[Coordinate labeling data]
>> begin
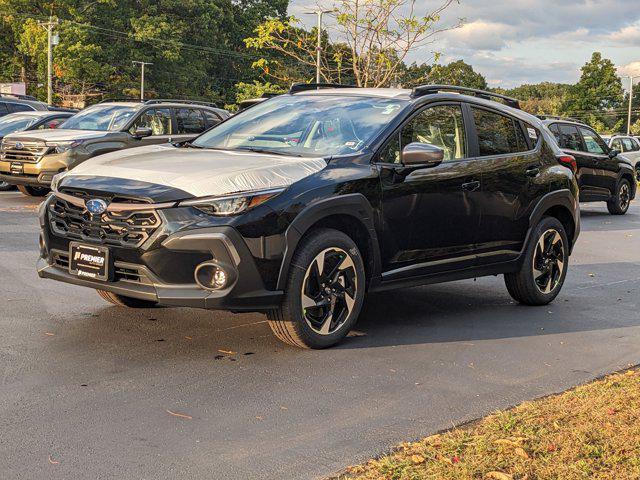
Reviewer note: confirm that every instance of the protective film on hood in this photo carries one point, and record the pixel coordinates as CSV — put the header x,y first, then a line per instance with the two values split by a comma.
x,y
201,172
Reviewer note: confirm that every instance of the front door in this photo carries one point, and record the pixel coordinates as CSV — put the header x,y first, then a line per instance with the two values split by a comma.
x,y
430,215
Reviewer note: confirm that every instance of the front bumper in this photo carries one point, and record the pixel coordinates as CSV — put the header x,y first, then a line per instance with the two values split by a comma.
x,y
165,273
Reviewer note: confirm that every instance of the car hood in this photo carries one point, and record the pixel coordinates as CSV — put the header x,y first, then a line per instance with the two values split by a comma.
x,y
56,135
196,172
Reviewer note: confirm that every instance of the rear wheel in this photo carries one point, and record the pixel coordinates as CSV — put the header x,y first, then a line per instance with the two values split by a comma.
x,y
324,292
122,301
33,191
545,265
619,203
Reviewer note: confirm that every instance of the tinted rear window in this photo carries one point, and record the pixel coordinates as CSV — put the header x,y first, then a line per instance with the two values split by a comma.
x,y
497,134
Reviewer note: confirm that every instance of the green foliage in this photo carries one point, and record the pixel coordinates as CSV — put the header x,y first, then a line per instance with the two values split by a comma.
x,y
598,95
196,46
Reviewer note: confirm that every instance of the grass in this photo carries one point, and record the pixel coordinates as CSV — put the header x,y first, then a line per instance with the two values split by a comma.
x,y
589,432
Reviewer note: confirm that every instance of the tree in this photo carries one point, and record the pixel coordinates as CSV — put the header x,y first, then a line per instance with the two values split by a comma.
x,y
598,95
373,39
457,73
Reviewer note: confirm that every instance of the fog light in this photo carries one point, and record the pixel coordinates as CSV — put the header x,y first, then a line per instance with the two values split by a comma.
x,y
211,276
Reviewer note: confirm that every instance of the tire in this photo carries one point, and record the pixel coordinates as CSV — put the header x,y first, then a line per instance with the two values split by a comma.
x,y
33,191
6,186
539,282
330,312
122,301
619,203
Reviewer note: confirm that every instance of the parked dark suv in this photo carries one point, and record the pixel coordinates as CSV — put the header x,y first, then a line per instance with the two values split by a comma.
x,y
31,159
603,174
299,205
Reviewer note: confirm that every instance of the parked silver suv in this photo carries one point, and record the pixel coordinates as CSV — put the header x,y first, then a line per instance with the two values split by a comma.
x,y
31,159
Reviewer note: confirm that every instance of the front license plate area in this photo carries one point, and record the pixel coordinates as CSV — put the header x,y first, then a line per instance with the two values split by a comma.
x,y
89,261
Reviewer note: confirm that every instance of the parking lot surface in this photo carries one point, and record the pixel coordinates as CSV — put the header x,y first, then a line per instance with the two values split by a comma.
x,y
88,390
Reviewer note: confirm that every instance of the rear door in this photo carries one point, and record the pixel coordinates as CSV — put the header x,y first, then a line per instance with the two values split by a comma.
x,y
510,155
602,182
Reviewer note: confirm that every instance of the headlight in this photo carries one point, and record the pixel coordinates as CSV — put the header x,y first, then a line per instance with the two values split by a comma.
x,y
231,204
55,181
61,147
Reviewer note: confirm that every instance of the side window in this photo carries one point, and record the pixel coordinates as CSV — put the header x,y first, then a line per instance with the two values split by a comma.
>> end
◆ **Given request**: Repeat the data exactly, without the pictures.

◆ **The output**:
Reviewer note: confirm that every instance of the protective film on hood in this photo carries one point, and record the pixel coordinates as CSV — put the header x,y first, then a line per instance with the two values split by a comma.
x,y
201,172
Reviewer note: confirm that every instance of the front door in this photo carries one point, and record the pixel coordinates as CSV — put the header x,y first, then a line per instance with the two values split by a comma.
x,y
430,215
Reviewer note: confirm that every instance of the front bumper in this photo carries one point, and record the pixel coordinates as CSV — put the header x,y first, then a line per instance with the two values split by a comma.
x,y
165,273
Reviewer note: confirm that every instance of the car hood in this photo carries one point, and record the pixel coordinates as CSV — put the header x,y first, then a line per instance with the two values split by a comma.
x,y
56,135
196,172
Reviewer note: confirm that every instance of the rear wheel in this photo carries one point, and record the pixel coordinates as CSV — put the header x,y first, then a line per instance with the two values split by a comma.
x,y
324,292
122,301
33,191
545,265
619,203
Reviewer note: confirm that every instance of the tinted rear window in this photo carries one point, and record the pixel coordinates as CSV — put the header x,y first, then a line per instance with the two values split by a comma.
x,y
497,134
Reviewer note: confirm that every instance of the green foliage in this photo carries one point, and record the pixel coordinates as CSV — put the header x,y first, then a line per instance with the two values split by a comma.
x,y
598,95
196,46
Reviewer note: confirm that every instance of the grass in this photo carries one point, and record the pixel coordinates as CSV — put the header x,y first, then a line per instance with the two values split by a comma.
x,y
589,432
Reviewer note: confirm that every instance of the tree in this photo carries one point, and record the pixel coordinates as CSV — put the header x,y first, then a line per instance with the two values split by a comma.
x,y
598,95
373,39
457,73
Reviewer note: confirm that every instance of the fog light in this photo carries one point, and record the pixel coordinates as CSV — put the header x,y first, then a line per instance with the two values split by a comma.
x,y
211,276
Reviewer note: confirm that every instance of the tire in this photo carries one point, and record the pixel coordinates as CSV — put the header x,y first, then a line per instance with the two values split by a comma.
x,y
33,191
6,186
539,282
330,312
122,301
619,203
Reviewer note: confirm that every instance of the parked dark suv in this photo carries one point, and record the pixel coordinates as CSV — put the header x,y first, then a line per instance with the two values split by a comma.
x,y
31,159
603,174
299,205
Reviewer note: confirm that every instance of the parked silver suv in this photo carries one point, and record the pixel coordinates as CSV — put the header x,y first, then a line per instance with the two values split by a comma.
x,y
31,159
Reviewer note: confirm that every instance of the front license plate area in this photo carries one point, and record the pixel coordinates as CSV — put the header x,y first, then a line per instance with the two values split by a comma.
x,y
89,261
Reviewer note: confirm that every instance of the parking lot surface in this photo carries one point, and record the pixel coordinates as CSV — put the header x,y first, then a line per instance with the two values split by a comma.
x,y
88,390
Reviewer note: confirm that every instance of the rear door in this photo carries one point, and record the pixel coordinates as CSV — put the header x,y first, then a line per instance with the two values split by a comma.
x,y
510,155
602,182
Reviewer note: confirm that every instance of the headlight in this photo carries one point, and record the pixel coordinates as CSV — put the header x,y first, then a line per instance with the two values split by a comma.
x,y
231,204
55,181
61,147
Reviewer note: confirm that every instance of the side window in this photo carries one point, and record the pixel coordinates as CSV — put the header x,y first, then a line per instance with the two values split by a comma.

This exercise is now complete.